§ Assignment: Would you write out the records below exactly as given?

═════ Available data

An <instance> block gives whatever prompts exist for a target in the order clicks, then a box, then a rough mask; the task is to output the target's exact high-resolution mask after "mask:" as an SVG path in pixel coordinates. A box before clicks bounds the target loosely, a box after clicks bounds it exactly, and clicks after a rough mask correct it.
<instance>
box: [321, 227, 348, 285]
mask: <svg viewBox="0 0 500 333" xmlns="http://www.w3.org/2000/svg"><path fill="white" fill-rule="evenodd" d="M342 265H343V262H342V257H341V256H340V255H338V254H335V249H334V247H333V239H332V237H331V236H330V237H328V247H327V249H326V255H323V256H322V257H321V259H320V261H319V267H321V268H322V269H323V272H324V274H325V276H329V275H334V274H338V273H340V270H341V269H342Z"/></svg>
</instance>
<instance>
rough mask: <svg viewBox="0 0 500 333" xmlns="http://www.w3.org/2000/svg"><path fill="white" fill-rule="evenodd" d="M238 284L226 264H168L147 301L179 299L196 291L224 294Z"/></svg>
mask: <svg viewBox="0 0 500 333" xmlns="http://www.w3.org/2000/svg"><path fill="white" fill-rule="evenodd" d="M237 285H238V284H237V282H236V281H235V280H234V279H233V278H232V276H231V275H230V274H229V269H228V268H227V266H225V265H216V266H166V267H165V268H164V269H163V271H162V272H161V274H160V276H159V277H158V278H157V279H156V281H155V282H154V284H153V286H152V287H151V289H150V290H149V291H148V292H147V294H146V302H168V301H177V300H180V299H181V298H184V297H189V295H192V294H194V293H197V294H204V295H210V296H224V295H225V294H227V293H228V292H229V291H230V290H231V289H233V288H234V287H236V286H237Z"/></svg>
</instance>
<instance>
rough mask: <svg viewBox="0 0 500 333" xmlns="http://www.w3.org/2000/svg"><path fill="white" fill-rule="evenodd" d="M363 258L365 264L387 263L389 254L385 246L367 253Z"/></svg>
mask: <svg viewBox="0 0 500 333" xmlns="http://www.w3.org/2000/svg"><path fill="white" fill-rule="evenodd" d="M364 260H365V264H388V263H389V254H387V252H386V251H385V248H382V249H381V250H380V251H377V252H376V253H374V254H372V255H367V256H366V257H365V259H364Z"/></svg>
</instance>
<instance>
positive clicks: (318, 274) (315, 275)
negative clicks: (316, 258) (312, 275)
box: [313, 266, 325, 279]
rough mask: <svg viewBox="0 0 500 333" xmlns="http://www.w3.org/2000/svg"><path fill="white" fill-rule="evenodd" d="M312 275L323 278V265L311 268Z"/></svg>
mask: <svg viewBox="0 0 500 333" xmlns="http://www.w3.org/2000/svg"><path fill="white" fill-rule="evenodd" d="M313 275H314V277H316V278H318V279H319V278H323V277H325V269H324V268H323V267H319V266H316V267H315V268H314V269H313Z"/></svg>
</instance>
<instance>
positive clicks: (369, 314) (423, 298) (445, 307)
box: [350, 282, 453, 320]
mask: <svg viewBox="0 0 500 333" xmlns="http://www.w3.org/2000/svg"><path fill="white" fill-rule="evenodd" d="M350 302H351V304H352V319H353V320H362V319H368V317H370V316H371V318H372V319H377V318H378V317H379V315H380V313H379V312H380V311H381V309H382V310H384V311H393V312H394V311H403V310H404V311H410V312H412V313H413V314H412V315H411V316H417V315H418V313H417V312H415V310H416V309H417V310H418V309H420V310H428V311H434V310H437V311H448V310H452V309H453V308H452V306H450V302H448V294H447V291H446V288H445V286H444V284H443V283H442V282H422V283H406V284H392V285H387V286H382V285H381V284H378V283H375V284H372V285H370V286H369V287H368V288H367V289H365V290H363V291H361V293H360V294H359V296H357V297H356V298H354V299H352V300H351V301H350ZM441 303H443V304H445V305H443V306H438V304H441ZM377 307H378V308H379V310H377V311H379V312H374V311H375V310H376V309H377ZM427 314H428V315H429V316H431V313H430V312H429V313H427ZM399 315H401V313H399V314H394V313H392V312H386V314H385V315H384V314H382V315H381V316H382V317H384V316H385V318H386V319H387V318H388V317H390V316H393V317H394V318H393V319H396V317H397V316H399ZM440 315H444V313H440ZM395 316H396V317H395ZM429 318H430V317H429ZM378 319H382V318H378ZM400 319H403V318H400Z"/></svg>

══════════

§ Answer to this task:
An <instance> block gives whatever prompts exist for a target in the order clicks, then a box, then a rough mask; the task is to output the target's exact high-resolution mask after "mask:" as an SVG path in pixel coordinates. A box before clicks bounds the target loosely, a box after clicks bounds it exactly, and clicks after a rough mask correct it.
<instance>
box: [321, 227, 348, 285]
mask: <svg viewBox="0 0 500 333" xmlns="http://www.w3.org/2000/svg"><path fill="white" fill-rule="evenodd" d="M342 265H343V262H342V257H341V256H340V255H338V254H335V249H334V247H333V239H332V237H331V236H330V237H328V247H327V249H326V255H323V256H322V257H321V259H320V261H319V267H321V268H322V269H323V272H324V274H325V276H329V275H334V274H338V273H340V270H341V269H342Z"/></svg>
</instance>
<instance>
rough mask: <svg viewBox="0 0 500 333" xmlns="http://www.w3.org/2000/svg"><path fill="white" fill-rule="evenodd" d="M238 284L226 264H168L147 301L179 299L196 291L224 294Z"/></svg>
mask: <svg viewBox="0 0 500 333" xmlns="http://www.w3.org/2000/svg"><path fill="white" fill-rule="evenodd" d="M237 285H238V284H237V282H236V281H235V280H234V279H233V278H232V276H231V275H230V274H229V269H228V268H227V266H225V265H216V266H166V267H165V268H164V269H163V271H162V272H161V274H160V276H159V277H158V278H157V279H156V281H155V282H154V284H153V286H152V287H151V289H150V290H149V291H148V292H147V294H146V302H168V301H177V300H180V299H181V298H184V297H189V295H192V294H194V293H197V294H204V295H210V296H224V295H225V294H227V293H228V292H229V291H230V290H231V289H233V288H234V287H236V286H237Z"/></svg>
</instance>
<instance>
rough mask: <svg viewBox="0 0 500 333" xmlns="http://www.w3.org/2000/svg"><path fill="white" fill-rule="evenodd" d="M363 258L365 264L387 263L389 254L385 246L367 253Z"/></svg>
mask: <svg viewBox="0 0 500 333" xmlns="http://www.w3.org/2000/svg"><path fill="white" fill-rule="evenodd" d="M364 260H365V264H388V263H389V254H387V252H386V251H385V248H382V249H381V250H380V251H377V252H376V253H374V254H372V255H367V256H366V257H365V259H364Z"/></svg>
</instance>
<instance>
positive clicks: (318, 274) (315, 275)
negative clicks: (316, 258) (312, 275)
box: [313, 266, 325, 279]
rough mask: <svg viewBox="0 0 500 333" xmlns="http://www.w3.org/2000/svg"><path fill="white" fill-rule="evenodd" d="M312 275L323 278V265L311 268Z"/></svg>
mask: <svg viewBox="0 0 500 333" xmlns="http://www.w3.org/2000/svg"><path fill="white" fill-rule="evenodd" d="M313 275H314V277H316V278H318V279H319V278H323V277H325V269H324V268H323V267H319V266H316V267H315V268H314V269H313Z"/></svg>
</instance>
<instance>
positive clicks: (369, 314) (423, 298) (445, 307)
box: [350, 282, 453, 320]
mask: <svg viewBox="0 0 500 333" xmlns="http://www.w3.org/2000/svg"><path fill="white" fill-rule="evenodd" d="M350 302H351V304H352V319H353V320H362V319H368V317H370V316H371V318H372V319H377V318H378V317H379V315H380V313H379V312H380V311H381V309H382V310H384V311H393V312H394V311H403V310H404V311H410V312H412V313H413V314H412V315H411V316H417V315H418V313H417V312H415V310H416V309H417V310H418V309H420V310H428V311H434V310H437V311H448V310H452V309H453V308H452V306H450V302H448V294H447V291H446V288H445V286H444V284H443V283H442V282H422V283H406V284H392V285H387V286H382V285H381V284H378V283H375V284H372V285H370V286H369V287H368V288H367V289H365V290H363V291H361V293H360V294H359V296H357V297H356V298H354V299H352V300H351V301H350ZM441 303H443V304H445V305H443V306H438V304H441ZM377 307H378V308H379V310H377V311H379V312H374V311H375V310H376V309H377ZM427 314H428V315H429V316H431V313H430V312H429V313H427ZM399 315H401V313H399V314H394V313H392V312H386V314H385V315H384V314H382V315H381V316H382V317H384V316H385V318H386V319H387V318H388V317H390V316H393V317H394V318H393V319H396V317H397V316H399ZM440 315H444V313H440ZM395 316H396V317H395ZM429 318H430V317H429ZM378 319H382V318H378ZM400 319H403V318H400Z"/></svg>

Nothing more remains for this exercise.